With engineers trying out grandiose databases everyday for various use cases, I recently happened to have a use case where I went old school, as in with a single file database, namely SQLite. Now before you become skeptical, let me assure you that it ended up serving the use case very well, but there were some nasty surprises along the way.
So, we had this service (called MeMe, for brevity) that read a CSV formatted data dump and then put it in an in-memory database. One apparently fine day, the business came up with a request to provide data for missing metrics as well (yes, they basically asked us to create data out of thin air), and we figured that we had to calculate a bunch of mean values to generate the missing values. This responsibility fell on MeMe. After evaluating various solutions, I ended up giving SQLite a shot, because these aggregations were required only once a day and SQLite was more portable and cheaper (both in terms of development time and infrastructure cost) than other common databases.
I decided to use go-sqlite3 as it seemed like a mature enough Go driver for SQLite. After the initial implementation, I ran into an apparently common issue with SQLite drivers i.e. errors saying:
database is locked
After some digging, I found out that go-sqlite3 compiles SQLite in serialized mode i.e. it can be safely used by multiple threads with no restriction, which is enabled by internally managing concurrent read and write operations.
So, ideally this mode should require no coordination on the Go side, but when used with Go’s SQL interface it introduces contention on SQLite side due to connection pooling, which results in some requests running into locked database.
This situation was further complicated by the fact that I was sharding requests to the SQL interface itself over multiple goroutines, because MeMe was reading data dumps as a batch of multiple files, and the initial ingestion of all the data could be performed in parallel.
After some research, I figured that the easiest way (albeit, not the best way) was to force SQL interface to use a single connection to SQLite, so that SQLite completely takes over the responsibility of managing concurrent operations:
db.SetMaxOpenConns(1)
◇ ◇ ◇ ◇ ◇ ◇ ◇
*Exercise instructions:*
- a) Reproduce the passage of the SQLite post starting with "With engineers trying" and going on through "along the way.".
- b) List every reason the SQLite post gives for choosing SQLite over other common databases.
- c) In the SQLite post, what mode does go-sqlite3 compile SQLite in?

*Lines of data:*
◇ ◇ ◇ ◇ ◇ ◇ ◇
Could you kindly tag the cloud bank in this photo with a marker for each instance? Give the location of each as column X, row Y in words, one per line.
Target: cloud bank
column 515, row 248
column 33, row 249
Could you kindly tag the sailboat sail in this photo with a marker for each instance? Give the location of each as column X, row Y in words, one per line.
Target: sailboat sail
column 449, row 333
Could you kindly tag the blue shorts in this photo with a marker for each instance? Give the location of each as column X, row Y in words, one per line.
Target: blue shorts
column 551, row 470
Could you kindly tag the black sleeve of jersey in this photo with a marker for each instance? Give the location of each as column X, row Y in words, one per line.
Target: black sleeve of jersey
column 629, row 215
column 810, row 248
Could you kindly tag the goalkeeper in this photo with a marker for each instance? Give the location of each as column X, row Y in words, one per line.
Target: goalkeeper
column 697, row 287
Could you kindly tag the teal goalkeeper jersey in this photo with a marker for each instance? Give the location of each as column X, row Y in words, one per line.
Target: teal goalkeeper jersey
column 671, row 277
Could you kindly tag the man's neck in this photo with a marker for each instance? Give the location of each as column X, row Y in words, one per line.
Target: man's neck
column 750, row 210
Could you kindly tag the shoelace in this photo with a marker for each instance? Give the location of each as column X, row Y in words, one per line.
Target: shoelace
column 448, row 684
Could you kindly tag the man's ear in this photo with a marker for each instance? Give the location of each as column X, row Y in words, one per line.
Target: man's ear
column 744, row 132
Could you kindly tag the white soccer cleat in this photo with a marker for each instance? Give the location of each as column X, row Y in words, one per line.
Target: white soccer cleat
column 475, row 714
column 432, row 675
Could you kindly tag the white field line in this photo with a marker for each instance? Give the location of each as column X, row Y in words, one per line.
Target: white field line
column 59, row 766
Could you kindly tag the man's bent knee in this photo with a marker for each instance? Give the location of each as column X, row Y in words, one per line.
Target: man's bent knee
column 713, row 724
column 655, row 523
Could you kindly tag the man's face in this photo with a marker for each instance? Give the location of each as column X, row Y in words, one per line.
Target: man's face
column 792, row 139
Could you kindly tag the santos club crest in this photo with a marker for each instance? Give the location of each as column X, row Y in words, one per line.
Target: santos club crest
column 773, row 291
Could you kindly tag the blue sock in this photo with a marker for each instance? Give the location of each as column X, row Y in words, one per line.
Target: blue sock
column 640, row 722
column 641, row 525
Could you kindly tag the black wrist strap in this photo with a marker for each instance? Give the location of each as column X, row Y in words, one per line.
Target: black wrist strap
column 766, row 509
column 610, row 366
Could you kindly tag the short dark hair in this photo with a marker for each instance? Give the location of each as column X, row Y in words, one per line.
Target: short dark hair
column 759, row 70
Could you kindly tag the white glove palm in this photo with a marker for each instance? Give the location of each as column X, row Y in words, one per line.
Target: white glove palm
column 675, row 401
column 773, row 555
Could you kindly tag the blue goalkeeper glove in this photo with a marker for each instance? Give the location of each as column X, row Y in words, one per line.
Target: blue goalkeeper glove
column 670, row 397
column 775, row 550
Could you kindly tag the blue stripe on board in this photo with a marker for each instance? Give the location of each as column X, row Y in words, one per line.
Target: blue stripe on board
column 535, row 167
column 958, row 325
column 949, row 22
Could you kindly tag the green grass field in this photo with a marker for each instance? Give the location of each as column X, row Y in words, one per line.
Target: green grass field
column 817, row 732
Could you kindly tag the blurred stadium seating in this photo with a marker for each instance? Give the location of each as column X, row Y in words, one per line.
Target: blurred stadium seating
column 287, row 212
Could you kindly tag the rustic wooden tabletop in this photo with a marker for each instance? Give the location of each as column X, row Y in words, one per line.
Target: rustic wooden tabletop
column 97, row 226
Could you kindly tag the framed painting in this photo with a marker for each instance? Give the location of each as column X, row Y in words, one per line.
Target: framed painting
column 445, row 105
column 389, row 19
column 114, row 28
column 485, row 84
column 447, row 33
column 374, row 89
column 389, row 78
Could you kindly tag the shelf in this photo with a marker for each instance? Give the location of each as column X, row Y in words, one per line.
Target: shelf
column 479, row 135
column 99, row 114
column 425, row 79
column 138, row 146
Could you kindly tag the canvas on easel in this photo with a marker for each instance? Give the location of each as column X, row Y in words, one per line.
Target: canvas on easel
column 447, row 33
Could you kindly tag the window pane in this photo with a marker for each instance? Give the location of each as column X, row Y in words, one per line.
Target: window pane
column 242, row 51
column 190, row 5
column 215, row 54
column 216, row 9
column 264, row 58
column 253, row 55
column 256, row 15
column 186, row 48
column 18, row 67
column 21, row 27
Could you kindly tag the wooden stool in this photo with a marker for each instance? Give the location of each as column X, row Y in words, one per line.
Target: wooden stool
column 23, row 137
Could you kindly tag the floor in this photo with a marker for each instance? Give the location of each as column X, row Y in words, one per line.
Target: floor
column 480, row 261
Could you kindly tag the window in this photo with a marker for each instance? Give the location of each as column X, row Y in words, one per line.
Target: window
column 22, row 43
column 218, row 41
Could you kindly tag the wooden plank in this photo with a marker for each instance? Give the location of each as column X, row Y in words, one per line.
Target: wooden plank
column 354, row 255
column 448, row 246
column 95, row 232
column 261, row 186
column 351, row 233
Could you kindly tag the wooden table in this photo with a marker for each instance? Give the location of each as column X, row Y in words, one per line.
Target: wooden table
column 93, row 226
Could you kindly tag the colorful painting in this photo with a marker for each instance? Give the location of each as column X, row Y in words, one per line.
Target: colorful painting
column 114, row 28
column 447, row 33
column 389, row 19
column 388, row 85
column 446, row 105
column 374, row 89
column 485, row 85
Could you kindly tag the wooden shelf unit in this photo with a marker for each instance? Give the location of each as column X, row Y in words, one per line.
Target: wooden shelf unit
◇ ◇ ◇ ◇ ◇ ◇ ◇
*Exercise results:*
- a)
With engineers trying out grandiose databases everyday for various use cases, I recently happened to have a use case where I went old school, as in with a single file database, namely SQLite. Now before you become skeptical, let me assure you that it ended up serving the use case very well, but there were some nasty surprises along the way.

- b)
- The aggregations were required only once a day.
- SQLite was more portable.
- SQLite was cheaper in both development time and infrastructure cost.

- c) Serialized mode.